◆ Instructions for the task ◆
Copy out every one of the items below word for word, but leave out the pictures.

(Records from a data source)

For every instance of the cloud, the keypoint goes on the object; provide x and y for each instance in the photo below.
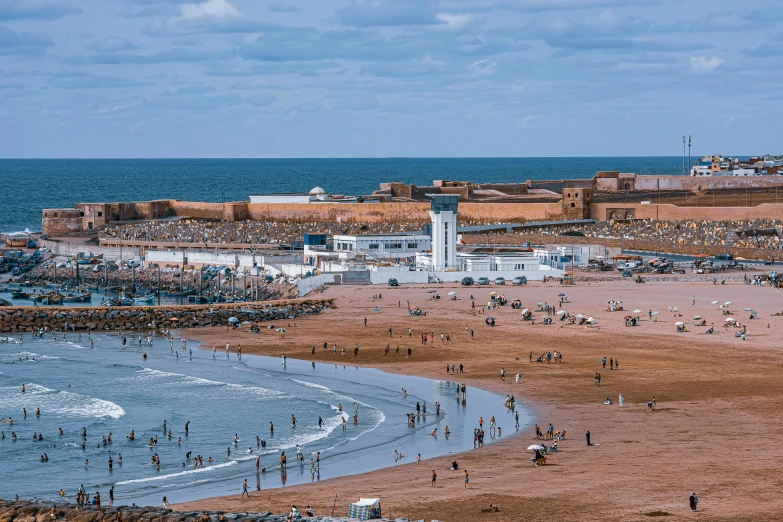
(175, 55)
(36, 9)
(111, 44)
(22, 42)
(705, 64)
(283, 8)
(368, 13)
(86, 81)
(210, 9)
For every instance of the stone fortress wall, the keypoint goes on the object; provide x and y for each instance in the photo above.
(545, 200)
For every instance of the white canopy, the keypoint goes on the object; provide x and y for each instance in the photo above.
(367, 502)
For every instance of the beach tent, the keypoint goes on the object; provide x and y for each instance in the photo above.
(365, 509)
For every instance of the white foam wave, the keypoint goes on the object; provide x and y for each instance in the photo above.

◆ Answer below ◆
For every instance of the cloud, the keypoint goes on the object; provide x and y for each instance in the photo below.
(175, 55)
(36, 9)
(111, 44)
(22, 42)
(705, 64)
(283, 8)
(368, 13)
(86, 81)
(210, 9)
For every instance of the stone fortress wall, the keypoint goes on the object; provide x and y for each instance in the photo above.
(545, 200)
For every instance of the white canopy, the keypoint goes on the object; provide x and y for each instance in the photo above.
(367, 502)
For every instance of the beach tent, the keypoint goes on the object; provide x and y for each instance in the photo above.
(365, 509)
For every instance of the white foam wave, the keypoint goes on the object; provide x and y for each instance in the photo above.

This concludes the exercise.